▶ **Document segment**:
== Segment start ==
I was quite taken by a tiny grape vine at a friend's home in south west France just recently. It stretched across a single wire between two small posts, groaning with luxurious plump bunches. It looked happy and content nestled against the side of my friend's house. Perfectly positioned to capture the warmth of the southern sun with an uninterrupted view of the Pyrenees.
I was captivated by the size of the vine, its massive crop and the freshness of the fruit, only moments from harvest. How could I have not noticed this before, just walked by?
The story was soon relayed to me. Alex (my friend) planted the vine several years ago. It was a present from her sister, Charlie. Bought by Charlie at Hampton Court Palace on one of those rare plant sale days. Charlie knew full well Alex would tend it, love it and appreciate its extraordinary history.
This very grape vine is a cutting from the original grape vine planted at Hampton Court Palace in England in 1769 by Lancelot “Capability” Brown. To me, this is mind boggling!
Capability's legacy has spread as far as south west France! His grapes are growing strong here, year in, year out and have even found their way to my table. How glad I am I spotted the tiny vine growing in Alex's garden and asked the question.
We devoured the bunch (above photo) Alex gave us and we savoured each and every grape. Indulging ourselves as we did so in the romance of the past and with grateful thanks to her, to Charlie and to Capability and to those in between who have cared enough to preserve this precious, living, important monument from our past.
== Segment end ==
▶ **Available data**:
== Segment start ==
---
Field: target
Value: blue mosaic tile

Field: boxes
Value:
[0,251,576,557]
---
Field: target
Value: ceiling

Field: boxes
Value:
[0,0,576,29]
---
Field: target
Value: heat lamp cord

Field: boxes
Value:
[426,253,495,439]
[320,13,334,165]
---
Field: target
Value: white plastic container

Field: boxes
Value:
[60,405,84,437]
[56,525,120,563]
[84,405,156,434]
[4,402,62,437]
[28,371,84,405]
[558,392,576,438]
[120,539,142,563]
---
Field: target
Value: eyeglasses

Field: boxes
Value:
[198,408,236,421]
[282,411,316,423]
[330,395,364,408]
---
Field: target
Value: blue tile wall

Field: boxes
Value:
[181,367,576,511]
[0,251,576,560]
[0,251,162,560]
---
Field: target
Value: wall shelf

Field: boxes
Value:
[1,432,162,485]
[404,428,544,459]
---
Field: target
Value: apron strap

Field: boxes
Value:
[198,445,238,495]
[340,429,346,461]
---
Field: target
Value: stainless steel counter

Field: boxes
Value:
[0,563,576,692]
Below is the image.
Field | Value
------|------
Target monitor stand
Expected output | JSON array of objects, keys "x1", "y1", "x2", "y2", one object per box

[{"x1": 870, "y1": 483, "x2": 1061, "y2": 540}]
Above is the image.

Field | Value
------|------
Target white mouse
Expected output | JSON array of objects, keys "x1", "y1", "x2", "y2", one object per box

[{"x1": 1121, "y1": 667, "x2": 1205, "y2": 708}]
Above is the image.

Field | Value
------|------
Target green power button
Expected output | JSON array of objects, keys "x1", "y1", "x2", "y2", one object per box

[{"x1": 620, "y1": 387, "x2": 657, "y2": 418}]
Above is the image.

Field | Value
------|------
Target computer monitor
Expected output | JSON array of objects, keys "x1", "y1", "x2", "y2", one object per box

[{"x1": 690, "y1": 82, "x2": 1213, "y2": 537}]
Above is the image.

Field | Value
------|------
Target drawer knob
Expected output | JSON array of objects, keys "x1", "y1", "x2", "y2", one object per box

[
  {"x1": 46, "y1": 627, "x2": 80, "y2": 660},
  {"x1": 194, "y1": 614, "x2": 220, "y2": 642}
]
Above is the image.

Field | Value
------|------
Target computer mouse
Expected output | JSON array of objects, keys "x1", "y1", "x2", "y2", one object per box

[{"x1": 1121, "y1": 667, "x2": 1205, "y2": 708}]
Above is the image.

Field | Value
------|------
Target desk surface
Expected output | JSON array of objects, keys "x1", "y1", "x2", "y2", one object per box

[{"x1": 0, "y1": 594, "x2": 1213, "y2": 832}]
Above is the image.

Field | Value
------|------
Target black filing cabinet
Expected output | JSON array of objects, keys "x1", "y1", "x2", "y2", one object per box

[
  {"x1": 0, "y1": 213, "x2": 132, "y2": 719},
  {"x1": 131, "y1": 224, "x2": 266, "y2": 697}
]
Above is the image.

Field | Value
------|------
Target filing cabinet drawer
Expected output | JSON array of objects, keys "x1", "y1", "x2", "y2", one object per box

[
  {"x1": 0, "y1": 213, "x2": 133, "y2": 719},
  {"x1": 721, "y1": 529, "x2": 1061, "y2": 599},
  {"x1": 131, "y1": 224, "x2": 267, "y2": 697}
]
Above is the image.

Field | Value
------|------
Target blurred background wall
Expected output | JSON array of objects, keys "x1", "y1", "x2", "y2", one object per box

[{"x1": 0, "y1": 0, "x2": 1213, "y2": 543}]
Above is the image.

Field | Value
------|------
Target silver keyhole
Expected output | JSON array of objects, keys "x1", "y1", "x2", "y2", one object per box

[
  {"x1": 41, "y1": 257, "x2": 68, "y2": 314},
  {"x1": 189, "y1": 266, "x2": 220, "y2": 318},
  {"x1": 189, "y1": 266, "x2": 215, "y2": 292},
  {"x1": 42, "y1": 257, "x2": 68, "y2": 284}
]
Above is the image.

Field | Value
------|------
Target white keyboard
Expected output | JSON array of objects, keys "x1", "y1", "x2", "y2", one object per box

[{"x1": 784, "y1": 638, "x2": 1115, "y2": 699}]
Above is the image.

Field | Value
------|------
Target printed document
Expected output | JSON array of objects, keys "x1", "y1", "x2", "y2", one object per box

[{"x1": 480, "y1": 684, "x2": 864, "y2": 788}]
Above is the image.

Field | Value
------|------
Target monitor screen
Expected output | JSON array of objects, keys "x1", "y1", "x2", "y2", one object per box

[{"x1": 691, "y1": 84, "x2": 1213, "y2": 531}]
== Segment end ==
▶ **Description of the task**: Can you copy the grape vine text again, beginning at the words that have "We devoured the" and stopping after "from our past.", but substituting "shared" for "devoured"? Rely only on the text about the grape vine.

▶ **Task solution**:
We shared the bunch (above photo) Alex gave us and we savoured each and every grape. Indulging ourselves as we did so in the romance of the past and with grateful thanks to her, to Charlie and to Capability and to those in between who have cared enough to preserve this precious, living, important monument from our past.